**Source extract**:
= Beginning of Section =
Other goodies: "At Sixty-Five" by Emily Fox Gordon, an amazing and deeply personal account of what it's like to be 65 years old from the inside; Leslie Jamison's "The Devil's Bait" is a great and sympathetic piece about Morgellons disease; "Thanksgiving in Mongolia" by Ariel Levy is an incredible story about a personal death almost so unbelievable and honest and open that I won't say what it is; "The Old Man at Burning Man" by Wells Tower is a story where the author takes his father to Burning Man. And Jerald Walker's "How to Make a Slave" is an essay worth reading.

So by my count, that's seven essays of 21 that are unforgettable. Of course, this reflects my taste, but I think one third of the collection being outstanding is good enough. If you'd be comfortable with that, maybe you too ought to read the collection. I for one like these collections because it's a good digest of a lot of good essays released annually.
Profile Image for Ci.
960 reviews6 followers
December 22, 2015
If this is the "best" collection from a year's production of our essayists of the whole country, then there may be legitimate reasons for despair. But I suspect the selection process is slanted with a particular subject-matter and style combination. It is painful to read this collection along with any of Montaigne's Essays. One's viewpoint shrunk to moldy dots of self-concerns --scabby, grubby, and even diseased -- and hence microscopic without illumination.
= End of Section =
**Task item**: From the reviews above, extract the passage that starts at "So by my count, that's" and runs up to and including "microscopic without illumination.", copied word for word.

**Data**:
= Beginning of Section =
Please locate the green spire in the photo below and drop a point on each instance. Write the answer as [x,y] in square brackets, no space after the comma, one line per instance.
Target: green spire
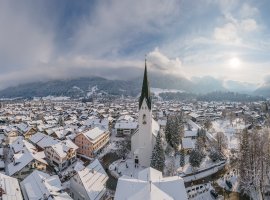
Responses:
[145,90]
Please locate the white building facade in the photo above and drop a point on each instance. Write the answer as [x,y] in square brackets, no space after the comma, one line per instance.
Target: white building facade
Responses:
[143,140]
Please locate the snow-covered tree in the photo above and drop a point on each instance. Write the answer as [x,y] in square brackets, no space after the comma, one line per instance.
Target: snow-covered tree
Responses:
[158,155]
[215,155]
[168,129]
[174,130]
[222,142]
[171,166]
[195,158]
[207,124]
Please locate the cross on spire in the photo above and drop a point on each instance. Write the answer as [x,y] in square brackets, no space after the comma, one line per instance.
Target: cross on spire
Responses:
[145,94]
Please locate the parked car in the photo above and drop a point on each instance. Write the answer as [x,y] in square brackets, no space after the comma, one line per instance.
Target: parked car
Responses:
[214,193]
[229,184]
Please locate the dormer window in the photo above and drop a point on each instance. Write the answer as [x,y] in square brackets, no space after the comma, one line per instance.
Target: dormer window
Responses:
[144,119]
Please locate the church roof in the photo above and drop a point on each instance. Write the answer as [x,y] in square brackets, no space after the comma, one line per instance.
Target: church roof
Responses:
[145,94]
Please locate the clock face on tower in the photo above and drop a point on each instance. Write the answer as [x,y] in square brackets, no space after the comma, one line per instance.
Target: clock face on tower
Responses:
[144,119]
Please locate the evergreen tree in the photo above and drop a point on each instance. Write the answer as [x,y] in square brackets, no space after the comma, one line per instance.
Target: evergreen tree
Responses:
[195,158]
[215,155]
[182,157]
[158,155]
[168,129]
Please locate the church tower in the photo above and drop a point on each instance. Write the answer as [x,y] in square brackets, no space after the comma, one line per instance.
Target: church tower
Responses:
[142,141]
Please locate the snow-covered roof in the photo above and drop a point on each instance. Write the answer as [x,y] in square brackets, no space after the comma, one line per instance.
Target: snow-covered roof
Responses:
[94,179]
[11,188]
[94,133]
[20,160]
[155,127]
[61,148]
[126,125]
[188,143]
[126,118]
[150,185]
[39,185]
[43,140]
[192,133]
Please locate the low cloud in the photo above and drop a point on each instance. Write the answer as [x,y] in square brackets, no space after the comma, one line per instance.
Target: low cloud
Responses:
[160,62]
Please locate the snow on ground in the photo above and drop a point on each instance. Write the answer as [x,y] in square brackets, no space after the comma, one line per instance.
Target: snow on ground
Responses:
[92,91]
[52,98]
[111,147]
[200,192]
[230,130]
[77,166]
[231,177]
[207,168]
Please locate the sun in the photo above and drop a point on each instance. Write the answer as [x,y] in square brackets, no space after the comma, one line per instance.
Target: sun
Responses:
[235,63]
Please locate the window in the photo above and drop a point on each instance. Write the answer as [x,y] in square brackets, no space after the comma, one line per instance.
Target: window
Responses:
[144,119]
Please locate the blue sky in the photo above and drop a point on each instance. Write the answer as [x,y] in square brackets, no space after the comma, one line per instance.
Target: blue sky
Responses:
= End of Section =
= Beginning of Section =
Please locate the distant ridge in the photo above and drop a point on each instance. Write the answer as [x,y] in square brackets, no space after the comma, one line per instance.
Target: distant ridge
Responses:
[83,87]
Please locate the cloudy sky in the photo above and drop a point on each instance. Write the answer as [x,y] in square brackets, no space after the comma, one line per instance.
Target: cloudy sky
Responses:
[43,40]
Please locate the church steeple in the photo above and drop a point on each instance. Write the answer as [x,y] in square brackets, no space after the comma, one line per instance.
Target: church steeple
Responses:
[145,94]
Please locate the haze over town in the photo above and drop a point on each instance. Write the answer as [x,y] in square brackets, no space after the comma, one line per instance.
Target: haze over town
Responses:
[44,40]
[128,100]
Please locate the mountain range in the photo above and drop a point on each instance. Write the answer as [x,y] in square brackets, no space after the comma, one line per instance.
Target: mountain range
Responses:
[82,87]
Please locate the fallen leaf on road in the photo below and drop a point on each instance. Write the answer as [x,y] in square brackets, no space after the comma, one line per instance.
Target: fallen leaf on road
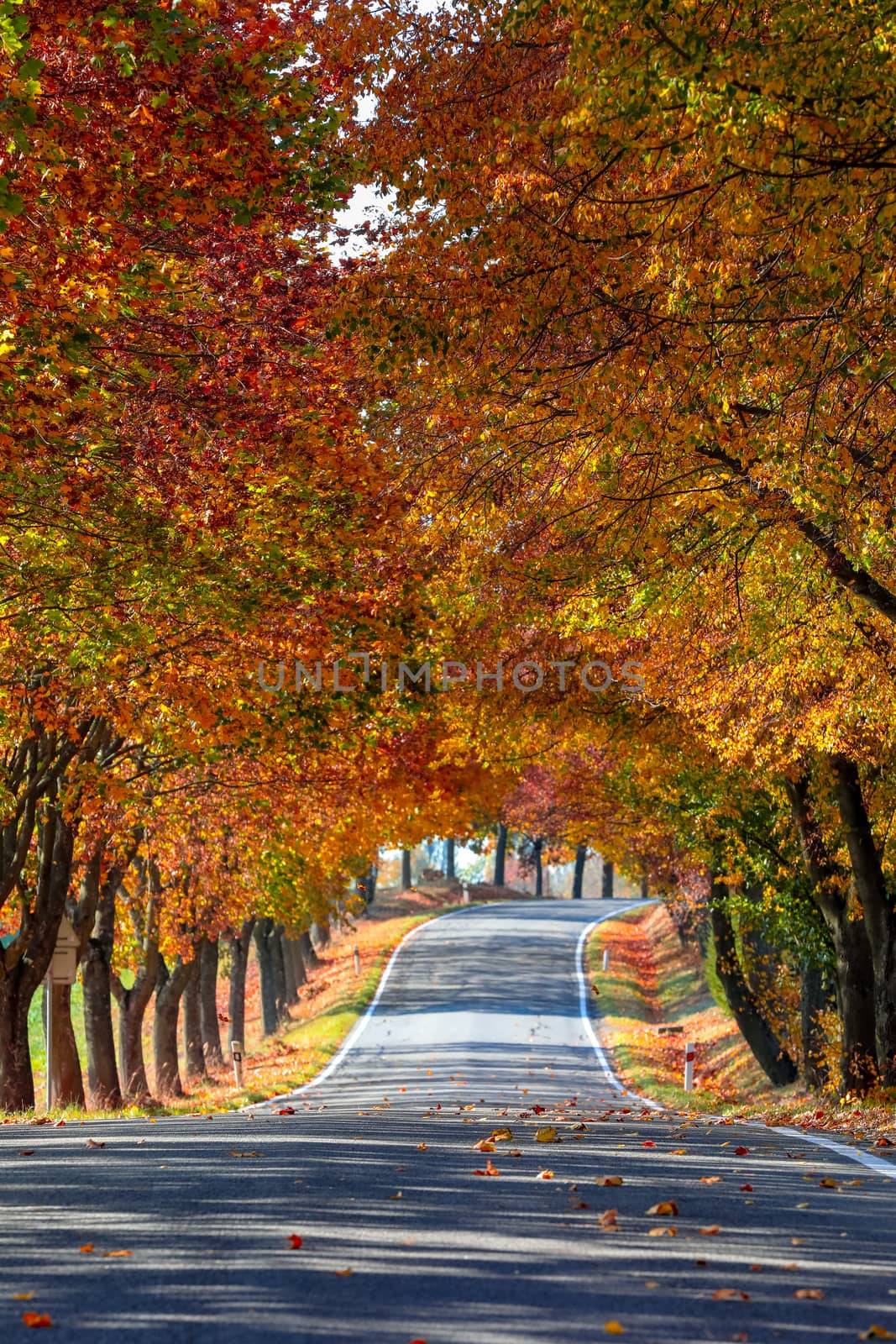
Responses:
= End of Section =
**Answer below**:
So by my count, that's seven essays of 21 that are unforgettable. Of course, this reflects my taste, but I think one third of the collection being outstanding is good enough. If you'd be comfortable with that, maybe you too ought to read the collection. I for one like these collections because it's a good digest of a lot of good essays released annually.
Profile Image for Ci.
960 reviews6 followers
December 22, 2015
If this is the "best" collection from a year's production of our essayists of the whole country, then there may be legitimate reasons for despair. But I suspect the selection process is slanted with a particular subject-matter and style combination. It is painful to read this collection along with any of Montaigne's Essays. One's viewpoint shrunk to moldy dots of self-concerns --scabby, grubby, and even diseased -- and hence microscopic without illumination.